> _Task requirements_:
Please print every line from the one containing "Each instance receives one keypoint. Mark the child's knee" through the last line of the records below, exactly as written and nothing more.

Start of Excerpted records

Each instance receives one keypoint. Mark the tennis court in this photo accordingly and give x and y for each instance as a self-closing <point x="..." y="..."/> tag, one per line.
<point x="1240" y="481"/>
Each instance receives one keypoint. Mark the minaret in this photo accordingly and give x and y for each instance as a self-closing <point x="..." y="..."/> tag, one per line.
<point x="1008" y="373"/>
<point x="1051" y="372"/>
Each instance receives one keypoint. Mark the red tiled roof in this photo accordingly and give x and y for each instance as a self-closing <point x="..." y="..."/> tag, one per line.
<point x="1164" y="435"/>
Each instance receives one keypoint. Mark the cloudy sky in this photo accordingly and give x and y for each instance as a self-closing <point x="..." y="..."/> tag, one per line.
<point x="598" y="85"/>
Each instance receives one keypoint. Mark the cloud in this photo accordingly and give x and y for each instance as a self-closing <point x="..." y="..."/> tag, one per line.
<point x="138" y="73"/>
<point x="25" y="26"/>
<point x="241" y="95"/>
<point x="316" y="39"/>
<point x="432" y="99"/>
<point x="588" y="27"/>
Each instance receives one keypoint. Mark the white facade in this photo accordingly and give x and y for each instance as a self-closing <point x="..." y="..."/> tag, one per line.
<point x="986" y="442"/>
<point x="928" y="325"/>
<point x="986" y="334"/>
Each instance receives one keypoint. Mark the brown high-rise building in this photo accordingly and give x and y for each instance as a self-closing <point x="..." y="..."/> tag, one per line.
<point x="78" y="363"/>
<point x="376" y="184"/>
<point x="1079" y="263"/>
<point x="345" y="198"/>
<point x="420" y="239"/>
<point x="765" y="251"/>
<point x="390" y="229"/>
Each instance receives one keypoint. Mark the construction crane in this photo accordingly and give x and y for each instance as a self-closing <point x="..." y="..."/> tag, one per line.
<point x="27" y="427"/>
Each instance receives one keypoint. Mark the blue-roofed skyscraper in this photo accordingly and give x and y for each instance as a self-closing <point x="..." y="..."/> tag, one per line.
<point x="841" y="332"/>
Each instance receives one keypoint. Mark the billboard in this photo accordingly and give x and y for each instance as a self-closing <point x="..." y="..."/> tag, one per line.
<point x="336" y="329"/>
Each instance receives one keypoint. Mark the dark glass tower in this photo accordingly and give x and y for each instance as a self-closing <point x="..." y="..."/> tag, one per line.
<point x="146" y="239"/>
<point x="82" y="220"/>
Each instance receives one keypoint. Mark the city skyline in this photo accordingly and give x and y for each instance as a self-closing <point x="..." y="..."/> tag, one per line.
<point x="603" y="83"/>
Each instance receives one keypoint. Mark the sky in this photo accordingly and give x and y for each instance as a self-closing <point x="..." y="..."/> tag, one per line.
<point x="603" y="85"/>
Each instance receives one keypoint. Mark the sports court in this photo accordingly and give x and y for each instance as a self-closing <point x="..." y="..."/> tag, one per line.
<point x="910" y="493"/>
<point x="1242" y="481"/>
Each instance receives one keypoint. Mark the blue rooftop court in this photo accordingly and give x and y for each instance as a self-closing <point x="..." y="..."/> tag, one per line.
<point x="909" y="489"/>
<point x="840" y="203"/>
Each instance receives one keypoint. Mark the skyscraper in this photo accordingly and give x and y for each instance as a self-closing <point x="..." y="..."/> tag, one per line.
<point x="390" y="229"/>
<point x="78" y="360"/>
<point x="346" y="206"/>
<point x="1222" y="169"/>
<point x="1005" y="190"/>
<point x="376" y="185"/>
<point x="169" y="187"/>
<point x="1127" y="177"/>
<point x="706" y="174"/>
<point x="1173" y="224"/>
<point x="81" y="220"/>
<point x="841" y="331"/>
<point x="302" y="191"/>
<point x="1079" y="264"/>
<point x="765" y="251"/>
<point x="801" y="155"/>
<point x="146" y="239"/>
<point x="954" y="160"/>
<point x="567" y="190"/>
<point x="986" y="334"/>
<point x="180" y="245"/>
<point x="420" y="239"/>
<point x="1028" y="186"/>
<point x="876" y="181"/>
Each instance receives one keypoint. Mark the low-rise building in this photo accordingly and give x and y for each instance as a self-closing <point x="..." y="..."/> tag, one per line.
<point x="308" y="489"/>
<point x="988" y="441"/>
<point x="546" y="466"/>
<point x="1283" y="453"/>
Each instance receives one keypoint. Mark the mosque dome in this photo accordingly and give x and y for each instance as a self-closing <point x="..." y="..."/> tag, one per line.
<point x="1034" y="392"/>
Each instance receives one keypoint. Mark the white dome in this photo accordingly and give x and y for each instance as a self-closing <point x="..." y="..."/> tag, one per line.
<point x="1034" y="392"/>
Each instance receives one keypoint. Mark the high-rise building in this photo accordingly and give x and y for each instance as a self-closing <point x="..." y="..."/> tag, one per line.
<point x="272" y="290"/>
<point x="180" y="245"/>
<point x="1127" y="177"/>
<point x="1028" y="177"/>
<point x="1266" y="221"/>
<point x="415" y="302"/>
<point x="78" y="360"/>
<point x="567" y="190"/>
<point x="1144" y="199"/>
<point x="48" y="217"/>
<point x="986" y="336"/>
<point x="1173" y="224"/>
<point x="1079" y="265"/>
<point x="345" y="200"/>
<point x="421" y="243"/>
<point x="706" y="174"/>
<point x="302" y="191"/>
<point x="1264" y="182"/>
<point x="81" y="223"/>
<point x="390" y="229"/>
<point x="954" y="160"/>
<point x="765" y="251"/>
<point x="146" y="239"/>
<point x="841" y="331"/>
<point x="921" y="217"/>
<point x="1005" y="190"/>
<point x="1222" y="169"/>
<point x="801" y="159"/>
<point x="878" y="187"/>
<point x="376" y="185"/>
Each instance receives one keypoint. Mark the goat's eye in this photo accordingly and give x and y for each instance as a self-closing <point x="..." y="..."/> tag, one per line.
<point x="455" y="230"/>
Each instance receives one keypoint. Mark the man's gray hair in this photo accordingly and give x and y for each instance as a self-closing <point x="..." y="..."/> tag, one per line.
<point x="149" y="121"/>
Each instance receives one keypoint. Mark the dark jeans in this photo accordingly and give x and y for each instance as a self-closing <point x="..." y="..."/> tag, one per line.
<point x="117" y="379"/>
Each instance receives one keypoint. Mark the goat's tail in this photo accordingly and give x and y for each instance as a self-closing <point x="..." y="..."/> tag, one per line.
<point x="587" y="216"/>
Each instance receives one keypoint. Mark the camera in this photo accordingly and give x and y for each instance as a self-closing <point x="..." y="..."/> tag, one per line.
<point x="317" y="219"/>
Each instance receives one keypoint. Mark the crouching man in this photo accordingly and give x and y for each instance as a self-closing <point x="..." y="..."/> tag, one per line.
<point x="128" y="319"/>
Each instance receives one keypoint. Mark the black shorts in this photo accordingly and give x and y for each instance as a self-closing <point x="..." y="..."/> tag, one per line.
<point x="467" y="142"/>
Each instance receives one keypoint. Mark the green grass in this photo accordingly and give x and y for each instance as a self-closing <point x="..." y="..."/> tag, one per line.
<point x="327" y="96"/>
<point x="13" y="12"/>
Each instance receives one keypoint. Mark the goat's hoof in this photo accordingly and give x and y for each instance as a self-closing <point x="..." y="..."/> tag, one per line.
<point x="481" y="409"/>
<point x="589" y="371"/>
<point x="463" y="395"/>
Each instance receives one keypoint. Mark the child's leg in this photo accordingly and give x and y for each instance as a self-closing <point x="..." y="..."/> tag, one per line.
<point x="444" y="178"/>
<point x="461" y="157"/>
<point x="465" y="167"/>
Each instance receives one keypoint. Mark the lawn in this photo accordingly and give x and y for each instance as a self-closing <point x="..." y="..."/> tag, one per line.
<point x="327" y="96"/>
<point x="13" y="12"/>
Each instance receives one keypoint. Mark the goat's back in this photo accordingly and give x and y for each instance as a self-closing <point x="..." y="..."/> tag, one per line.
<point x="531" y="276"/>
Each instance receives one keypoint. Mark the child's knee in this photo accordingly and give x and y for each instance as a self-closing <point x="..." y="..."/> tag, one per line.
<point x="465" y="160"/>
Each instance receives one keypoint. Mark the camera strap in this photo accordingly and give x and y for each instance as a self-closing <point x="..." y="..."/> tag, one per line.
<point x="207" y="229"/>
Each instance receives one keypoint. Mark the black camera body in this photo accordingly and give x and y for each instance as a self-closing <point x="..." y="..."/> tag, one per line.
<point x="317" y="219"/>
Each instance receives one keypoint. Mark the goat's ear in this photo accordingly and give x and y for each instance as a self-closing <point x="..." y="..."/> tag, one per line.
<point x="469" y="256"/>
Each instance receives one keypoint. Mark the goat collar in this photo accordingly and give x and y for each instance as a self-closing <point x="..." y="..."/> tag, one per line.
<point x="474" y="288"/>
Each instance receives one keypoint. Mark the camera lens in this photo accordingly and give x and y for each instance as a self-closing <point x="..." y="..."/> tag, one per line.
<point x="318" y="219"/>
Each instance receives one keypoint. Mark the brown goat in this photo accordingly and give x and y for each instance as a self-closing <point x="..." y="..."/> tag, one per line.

End of Excerpted records

> _Response_:
Each instance receives one keypoint. Mark the child's knee in this photo accordingly and give x and y for each instance as a self-closing <point x="..." y="..."/> tag, one per line.
<point x="465" y="160"/>
Each instance receives one keypoint. Mark the camera strap in this photo accordingly and give x and y for each instance as a self-closing <point x="..." y="..."/> tag, one per line.
<point x="207" y="229"/>
Each instance receives one keypoint. Mark the black camera body in this photo accordingly and give x and y for each instance as a self-closing <point x="..." y="..."/> tag, one per line.
<point x="317" y="219"/>
Each instance receives one keypoint. Mark the goat's ear in this photo accordingly and give x and y for each instance as a self-closing <point x="..." y="..."/> tag, one per line.
<point x="469" y="256"/>
Each instance receives one keypoint. Mark the goat collar in this photo accordingly and give x and y for each instance as a self-closing <point x="..." y="..."/> tag, one per line.
<point x="474" y="288"/>
Each instance receives one keypoint. Mark the camera lens in this photo accordingly and give x and y for each instance as a self-closing <point x="..." y="..."/> tag, one per line.
<point x="318" y="219"/>
Each instance receives one keypoint. Mark the brown goat in this photo accordingly and give x and y for each instance as a self-closing <point x="..." y="..."/> tag, one per line.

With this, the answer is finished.